## DATA TO EXAMINE:
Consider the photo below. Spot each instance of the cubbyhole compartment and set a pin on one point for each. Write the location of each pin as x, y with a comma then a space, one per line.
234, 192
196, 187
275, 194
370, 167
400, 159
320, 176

## WHAT TO PRODUCE:
Restate the whole listing exactly.

## ANSWER SPACE:
Consider the photo below. Spot each instance of the cubbyhole compartment and set a pin on one point for each. Write the location of each pin as x, y with a comma then a space, one per line.
234, 192
196, 187
275, 194
370, 167
400, 159
320, 176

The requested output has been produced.